◆ **Stated exercise**
Identify every line in the material below that contains the word "citrus", and copy each of those lines.

== Records supplied ==

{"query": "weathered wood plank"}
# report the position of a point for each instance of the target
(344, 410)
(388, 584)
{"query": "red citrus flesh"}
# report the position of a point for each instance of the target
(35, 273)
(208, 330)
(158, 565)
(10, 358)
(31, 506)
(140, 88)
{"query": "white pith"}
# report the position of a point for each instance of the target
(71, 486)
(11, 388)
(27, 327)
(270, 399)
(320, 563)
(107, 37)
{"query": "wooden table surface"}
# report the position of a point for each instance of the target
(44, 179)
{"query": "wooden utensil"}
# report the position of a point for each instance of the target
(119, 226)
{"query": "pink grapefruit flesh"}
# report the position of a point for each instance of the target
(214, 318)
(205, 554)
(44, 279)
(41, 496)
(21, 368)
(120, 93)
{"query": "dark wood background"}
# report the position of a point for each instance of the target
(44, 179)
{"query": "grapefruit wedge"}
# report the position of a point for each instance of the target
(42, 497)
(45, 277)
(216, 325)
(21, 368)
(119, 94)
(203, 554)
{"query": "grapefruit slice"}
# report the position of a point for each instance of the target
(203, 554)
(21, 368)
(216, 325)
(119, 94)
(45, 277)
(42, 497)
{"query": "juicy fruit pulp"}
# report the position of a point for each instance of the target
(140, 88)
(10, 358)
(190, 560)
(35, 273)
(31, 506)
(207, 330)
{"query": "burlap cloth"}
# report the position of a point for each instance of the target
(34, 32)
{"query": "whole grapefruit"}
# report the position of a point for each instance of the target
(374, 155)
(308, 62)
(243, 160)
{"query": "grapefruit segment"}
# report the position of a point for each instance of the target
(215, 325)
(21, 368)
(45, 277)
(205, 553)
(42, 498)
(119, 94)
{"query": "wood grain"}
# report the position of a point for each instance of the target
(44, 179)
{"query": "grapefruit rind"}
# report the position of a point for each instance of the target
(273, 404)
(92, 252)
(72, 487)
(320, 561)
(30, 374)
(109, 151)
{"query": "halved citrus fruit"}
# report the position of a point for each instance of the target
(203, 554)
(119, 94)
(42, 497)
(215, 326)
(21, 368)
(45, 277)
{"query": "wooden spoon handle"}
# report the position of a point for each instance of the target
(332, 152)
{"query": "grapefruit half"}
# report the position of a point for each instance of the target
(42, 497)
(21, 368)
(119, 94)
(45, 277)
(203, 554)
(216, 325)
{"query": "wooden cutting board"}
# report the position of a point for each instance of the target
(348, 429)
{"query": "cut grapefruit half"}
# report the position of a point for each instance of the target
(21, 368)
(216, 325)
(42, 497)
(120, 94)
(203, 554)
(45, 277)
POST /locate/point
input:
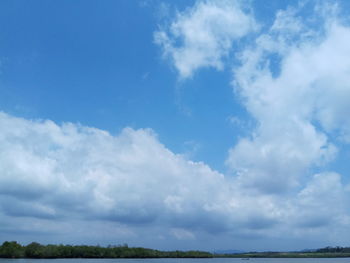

===

◆ **Full answer**
{"query": "red citrus flesh"}
{"query": "halved citrus fruit"}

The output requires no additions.